Start MATERIALS PROVIDED

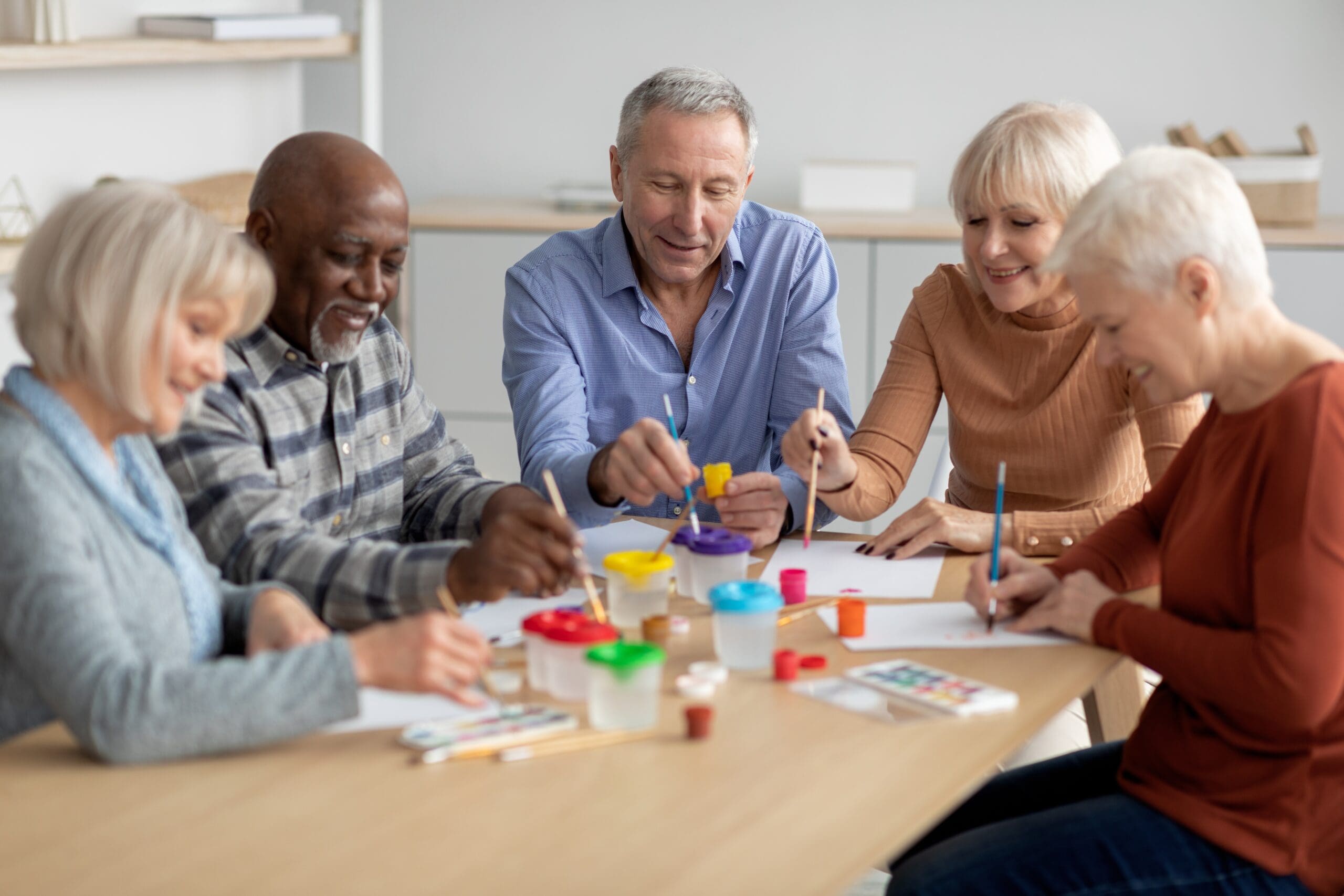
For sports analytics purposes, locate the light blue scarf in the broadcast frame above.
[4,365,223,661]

End MATERIALS PROVIDED
Start MATERIALS PROVIDED

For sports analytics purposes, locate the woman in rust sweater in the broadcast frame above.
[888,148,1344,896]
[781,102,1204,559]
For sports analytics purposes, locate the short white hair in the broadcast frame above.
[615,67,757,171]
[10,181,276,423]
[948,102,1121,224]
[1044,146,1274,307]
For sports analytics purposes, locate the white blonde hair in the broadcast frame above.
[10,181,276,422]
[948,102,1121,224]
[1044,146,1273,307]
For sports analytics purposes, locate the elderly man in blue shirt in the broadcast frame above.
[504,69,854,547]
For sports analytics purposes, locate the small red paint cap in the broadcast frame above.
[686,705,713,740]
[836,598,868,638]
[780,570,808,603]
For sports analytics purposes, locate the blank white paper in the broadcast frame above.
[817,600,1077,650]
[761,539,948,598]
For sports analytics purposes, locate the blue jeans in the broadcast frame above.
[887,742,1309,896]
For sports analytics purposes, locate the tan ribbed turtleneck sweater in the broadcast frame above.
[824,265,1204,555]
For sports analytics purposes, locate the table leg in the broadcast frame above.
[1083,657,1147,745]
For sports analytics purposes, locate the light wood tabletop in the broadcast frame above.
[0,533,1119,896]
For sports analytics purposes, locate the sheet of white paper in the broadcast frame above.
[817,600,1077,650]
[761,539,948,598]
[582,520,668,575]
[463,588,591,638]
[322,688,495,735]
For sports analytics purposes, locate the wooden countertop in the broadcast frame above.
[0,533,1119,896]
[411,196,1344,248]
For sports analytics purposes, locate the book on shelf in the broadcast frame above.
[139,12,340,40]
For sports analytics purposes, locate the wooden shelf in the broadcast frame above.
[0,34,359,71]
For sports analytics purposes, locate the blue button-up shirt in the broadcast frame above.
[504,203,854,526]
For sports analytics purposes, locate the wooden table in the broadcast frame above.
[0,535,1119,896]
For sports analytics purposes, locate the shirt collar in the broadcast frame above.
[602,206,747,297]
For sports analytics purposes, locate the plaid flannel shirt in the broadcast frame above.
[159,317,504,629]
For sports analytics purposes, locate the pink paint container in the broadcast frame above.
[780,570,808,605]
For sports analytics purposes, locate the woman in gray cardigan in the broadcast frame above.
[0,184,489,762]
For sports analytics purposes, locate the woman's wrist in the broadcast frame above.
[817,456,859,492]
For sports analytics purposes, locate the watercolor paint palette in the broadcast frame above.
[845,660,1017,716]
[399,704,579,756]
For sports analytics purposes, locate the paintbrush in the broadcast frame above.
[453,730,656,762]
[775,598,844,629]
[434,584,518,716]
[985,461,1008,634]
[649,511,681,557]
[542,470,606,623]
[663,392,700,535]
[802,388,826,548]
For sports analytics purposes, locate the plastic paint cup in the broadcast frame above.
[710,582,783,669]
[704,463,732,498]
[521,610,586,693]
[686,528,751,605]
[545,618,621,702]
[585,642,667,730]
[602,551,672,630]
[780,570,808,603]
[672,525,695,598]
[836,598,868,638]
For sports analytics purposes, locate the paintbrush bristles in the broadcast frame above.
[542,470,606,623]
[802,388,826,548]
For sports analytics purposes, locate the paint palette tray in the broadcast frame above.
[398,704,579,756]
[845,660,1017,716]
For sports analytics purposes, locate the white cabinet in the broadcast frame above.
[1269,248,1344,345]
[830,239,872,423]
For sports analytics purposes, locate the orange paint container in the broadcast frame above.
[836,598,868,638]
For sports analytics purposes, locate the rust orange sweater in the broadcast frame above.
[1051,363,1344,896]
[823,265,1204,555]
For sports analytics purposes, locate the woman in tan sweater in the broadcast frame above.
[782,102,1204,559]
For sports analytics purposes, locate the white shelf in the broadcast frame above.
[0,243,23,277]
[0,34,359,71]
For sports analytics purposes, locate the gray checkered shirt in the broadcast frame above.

End MATERIALS PROVIDED

▶ _GIVEN REQUEST_
Rewrite the records from the line containing "For sports analytics purposes, locate the light wood" through the line containing "[817,456,859,492]", putting "timber" in place of "wooden" and leaving everything else unchanged.

▶ _WRITTEN ANSWER_
For sports analytics purposes, locate the light wood tabletop in the broadcast frame above.
[0,533,1119,896]
For sports analytics purposes, locate the sheet of white paper in the broadcast frame above.
[817,600,1077,650]
[761,539,948,598]
[582,520,668,575]
[463,588,591,638]
[322,688,495,735]
For sports analytics purposes, locate the timber countertop in the broadcast frame above.
[0,533,1119,896]
[411,196,1344,248]
For sports analytics purposes, locate the book on shelf in the broadcast frame above.
[139,12,340,40]
For sports analytics purposes, locate the timber shelf in the broadcast frame above.
[0,34,359,71]
For sports analytics purposes, locate the blue button-up shirt in the broadcast frame above.
[504,203,854,526]
For sports analytics purposes, locate the timber table in the broadcast frame above.
[0,535,1119,896]
For sports analytics purposes, locate the shirt collar in the broadcast frame above.
[602,206,747,297]
For sports analytics purposes, locate the plaid flannel shirt in the broadcast frame above.
[159,317,504,629]
For sports analytics purposes, locate the pink paint container in the broadcast frame above.
[780,570,808,605]
For sports analytics purposes, locate the woman in gray cardigan in the broadcast frame above.
[0,184,489,762]
For sports analytics purposes, locate the woman's wrist in the broadcast frame above.
[817,456,859,492]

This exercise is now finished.